— ACTIVITY —
Using the word "branch" as the filter, copy each matching line from the records.
········
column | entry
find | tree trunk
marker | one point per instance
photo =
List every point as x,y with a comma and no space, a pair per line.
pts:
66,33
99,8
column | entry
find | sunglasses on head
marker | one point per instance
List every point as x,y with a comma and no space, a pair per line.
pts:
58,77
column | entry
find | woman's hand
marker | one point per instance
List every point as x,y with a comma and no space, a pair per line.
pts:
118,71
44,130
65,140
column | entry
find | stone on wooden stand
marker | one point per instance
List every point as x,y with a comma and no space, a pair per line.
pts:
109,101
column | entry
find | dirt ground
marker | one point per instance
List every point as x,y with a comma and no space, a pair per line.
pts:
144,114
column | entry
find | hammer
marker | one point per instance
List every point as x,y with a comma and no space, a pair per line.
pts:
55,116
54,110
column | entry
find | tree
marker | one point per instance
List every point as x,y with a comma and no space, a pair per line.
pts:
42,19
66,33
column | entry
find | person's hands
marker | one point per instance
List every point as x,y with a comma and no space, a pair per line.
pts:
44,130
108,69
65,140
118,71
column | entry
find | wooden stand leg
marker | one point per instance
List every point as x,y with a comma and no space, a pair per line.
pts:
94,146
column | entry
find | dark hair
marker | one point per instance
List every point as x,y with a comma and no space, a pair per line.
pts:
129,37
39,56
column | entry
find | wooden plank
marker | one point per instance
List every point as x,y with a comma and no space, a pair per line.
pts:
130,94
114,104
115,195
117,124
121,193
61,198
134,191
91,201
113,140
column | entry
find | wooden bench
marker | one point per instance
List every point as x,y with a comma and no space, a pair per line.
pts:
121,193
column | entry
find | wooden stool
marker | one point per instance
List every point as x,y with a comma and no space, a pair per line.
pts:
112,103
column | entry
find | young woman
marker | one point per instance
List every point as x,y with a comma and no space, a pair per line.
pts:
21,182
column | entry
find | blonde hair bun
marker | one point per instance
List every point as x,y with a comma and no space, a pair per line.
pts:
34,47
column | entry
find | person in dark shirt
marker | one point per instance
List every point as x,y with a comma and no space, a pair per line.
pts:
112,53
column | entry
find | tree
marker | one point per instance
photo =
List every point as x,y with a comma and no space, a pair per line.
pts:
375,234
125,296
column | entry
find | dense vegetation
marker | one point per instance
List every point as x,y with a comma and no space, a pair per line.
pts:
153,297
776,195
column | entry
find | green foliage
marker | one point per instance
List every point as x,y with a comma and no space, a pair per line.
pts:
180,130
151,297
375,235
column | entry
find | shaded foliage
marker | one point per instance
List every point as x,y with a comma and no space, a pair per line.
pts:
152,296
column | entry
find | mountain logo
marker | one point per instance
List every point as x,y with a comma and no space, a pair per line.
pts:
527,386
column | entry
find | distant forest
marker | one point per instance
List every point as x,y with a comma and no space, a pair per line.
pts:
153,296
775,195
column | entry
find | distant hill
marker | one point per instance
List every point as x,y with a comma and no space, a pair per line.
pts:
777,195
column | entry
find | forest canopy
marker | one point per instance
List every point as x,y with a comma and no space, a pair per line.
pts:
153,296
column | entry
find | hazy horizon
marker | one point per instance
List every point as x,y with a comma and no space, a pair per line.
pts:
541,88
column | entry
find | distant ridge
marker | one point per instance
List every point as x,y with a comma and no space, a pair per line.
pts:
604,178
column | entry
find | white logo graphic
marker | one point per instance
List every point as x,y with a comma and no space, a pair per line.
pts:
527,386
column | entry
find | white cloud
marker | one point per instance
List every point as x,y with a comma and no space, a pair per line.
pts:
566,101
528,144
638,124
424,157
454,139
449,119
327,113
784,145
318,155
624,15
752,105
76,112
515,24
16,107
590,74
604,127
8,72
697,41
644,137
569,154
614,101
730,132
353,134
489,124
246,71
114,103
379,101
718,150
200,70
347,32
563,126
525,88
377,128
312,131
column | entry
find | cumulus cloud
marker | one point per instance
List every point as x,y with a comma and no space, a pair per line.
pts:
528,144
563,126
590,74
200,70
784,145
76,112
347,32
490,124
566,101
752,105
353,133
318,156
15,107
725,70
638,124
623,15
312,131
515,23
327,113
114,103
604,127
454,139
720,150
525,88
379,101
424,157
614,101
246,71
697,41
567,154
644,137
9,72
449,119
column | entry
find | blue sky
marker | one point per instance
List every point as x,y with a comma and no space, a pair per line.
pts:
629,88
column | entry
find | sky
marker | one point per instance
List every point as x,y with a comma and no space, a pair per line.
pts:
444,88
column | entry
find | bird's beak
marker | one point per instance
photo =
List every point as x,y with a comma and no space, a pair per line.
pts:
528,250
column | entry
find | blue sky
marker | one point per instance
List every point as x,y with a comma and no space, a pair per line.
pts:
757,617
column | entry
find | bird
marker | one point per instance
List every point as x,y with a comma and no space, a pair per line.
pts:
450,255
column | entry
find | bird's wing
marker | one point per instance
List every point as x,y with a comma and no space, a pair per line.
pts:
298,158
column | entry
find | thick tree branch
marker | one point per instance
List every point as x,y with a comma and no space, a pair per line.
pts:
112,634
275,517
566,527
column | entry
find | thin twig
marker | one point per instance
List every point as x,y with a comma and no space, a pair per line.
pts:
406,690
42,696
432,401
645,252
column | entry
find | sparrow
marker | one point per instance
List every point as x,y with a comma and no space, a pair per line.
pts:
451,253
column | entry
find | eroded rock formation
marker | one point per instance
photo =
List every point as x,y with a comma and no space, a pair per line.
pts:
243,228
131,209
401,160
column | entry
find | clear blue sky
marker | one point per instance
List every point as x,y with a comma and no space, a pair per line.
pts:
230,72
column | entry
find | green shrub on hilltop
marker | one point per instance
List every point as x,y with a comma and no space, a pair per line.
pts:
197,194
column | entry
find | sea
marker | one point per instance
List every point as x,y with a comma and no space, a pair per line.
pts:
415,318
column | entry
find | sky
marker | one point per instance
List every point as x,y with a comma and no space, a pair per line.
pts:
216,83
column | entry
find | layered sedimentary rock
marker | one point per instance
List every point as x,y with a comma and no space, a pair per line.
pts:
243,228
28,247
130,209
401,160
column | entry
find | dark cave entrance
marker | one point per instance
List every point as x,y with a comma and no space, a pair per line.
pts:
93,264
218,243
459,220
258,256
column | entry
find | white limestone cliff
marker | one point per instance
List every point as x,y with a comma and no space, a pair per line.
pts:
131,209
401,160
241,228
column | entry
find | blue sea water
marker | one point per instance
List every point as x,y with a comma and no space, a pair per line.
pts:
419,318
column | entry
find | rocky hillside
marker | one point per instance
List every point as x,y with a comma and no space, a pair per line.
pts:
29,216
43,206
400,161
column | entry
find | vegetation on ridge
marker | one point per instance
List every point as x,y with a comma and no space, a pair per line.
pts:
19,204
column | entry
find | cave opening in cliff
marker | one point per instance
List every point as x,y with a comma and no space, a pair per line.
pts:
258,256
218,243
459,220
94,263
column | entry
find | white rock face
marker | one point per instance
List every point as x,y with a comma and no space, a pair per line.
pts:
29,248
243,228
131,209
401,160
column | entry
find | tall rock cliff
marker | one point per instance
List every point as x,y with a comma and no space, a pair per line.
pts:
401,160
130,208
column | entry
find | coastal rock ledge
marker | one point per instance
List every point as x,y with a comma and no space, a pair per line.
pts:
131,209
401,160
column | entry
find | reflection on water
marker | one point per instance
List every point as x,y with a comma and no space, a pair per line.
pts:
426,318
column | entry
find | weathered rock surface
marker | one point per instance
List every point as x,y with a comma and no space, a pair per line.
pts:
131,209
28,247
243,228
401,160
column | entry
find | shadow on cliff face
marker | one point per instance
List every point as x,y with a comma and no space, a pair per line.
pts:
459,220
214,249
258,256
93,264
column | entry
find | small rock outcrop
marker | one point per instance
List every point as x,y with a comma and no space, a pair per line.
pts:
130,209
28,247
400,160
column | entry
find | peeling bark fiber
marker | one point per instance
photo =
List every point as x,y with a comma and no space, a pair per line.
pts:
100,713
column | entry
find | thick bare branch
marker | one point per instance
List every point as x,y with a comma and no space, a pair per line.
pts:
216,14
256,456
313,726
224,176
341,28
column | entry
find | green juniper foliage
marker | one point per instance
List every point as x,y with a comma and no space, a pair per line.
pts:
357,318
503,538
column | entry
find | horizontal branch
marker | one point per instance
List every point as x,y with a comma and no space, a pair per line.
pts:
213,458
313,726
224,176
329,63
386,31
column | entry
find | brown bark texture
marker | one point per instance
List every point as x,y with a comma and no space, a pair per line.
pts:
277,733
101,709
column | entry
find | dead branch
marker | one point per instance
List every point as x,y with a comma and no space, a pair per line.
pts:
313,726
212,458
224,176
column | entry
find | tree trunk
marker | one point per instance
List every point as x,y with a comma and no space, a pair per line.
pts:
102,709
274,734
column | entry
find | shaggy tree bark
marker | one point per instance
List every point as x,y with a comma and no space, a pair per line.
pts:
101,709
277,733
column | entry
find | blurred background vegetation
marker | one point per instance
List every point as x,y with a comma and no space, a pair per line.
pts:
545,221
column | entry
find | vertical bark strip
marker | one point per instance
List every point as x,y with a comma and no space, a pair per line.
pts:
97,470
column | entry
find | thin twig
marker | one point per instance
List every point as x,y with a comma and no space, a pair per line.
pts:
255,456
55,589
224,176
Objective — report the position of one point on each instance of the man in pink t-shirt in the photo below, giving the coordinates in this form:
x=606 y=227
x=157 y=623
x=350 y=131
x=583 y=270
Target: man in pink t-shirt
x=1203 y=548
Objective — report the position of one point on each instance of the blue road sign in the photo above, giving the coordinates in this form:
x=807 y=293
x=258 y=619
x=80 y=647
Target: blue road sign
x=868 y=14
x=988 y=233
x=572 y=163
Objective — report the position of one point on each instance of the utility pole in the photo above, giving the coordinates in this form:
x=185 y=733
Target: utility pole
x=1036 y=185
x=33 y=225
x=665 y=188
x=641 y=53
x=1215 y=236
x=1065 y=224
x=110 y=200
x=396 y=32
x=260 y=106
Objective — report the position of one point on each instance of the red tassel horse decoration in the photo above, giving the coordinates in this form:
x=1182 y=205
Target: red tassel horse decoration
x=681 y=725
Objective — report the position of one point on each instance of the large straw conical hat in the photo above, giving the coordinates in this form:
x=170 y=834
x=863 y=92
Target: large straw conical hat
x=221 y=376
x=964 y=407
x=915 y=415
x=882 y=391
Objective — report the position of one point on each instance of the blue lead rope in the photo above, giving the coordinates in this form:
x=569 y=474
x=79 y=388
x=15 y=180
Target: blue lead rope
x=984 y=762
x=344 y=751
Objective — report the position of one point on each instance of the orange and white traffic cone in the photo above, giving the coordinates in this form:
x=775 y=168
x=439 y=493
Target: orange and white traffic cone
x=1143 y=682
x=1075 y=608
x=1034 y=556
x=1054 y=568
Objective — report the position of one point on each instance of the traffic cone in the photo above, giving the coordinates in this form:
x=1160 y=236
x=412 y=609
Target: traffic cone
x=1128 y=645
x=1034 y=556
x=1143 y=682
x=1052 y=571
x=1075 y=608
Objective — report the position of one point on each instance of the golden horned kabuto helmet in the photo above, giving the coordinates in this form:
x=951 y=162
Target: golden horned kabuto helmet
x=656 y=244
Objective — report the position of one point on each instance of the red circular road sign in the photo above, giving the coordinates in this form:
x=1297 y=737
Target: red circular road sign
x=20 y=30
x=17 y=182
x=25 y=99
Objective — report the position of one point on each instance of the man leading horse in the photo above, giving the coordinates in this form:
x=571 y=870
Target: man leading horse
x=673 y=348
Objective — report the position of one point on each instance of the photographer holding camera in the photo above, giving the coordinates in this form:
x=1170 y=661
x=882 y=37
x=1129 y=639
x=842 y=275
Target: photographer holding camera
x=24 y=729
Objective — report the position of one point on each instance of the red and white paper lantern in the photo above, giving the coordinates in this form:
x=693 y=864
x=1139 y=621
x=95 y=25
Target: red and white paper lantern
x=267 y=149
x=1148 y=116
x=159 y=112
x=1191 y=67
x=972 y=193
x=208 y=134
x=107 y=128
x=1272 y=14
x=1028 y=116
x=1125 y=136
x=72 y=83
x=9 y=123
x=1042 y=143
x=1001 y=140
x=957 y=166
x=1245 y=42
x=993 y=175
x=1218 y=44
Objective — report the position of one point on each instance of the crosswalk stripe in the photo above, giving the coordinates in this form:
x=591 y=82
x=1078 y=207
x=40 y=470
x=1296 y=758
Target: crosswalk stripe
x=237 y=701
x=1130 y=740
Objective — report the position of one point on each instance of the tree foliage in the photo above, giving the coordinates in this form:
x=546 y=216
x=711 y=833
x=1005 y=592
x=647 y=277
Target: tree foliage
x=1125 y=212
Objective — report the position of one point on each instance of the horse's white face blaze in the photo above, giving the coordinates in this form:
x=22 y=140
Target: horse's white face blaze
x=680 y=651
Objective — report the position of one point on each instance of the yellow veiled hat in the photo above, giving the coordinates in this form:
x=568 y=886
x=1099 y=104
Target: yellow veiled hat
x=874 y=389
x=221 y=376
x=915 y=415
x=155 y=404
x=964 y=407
········
— RESULT OF THE TASK —
find | thick tree branch
find | thick bare branch
find | horizontal branch
find | dead branch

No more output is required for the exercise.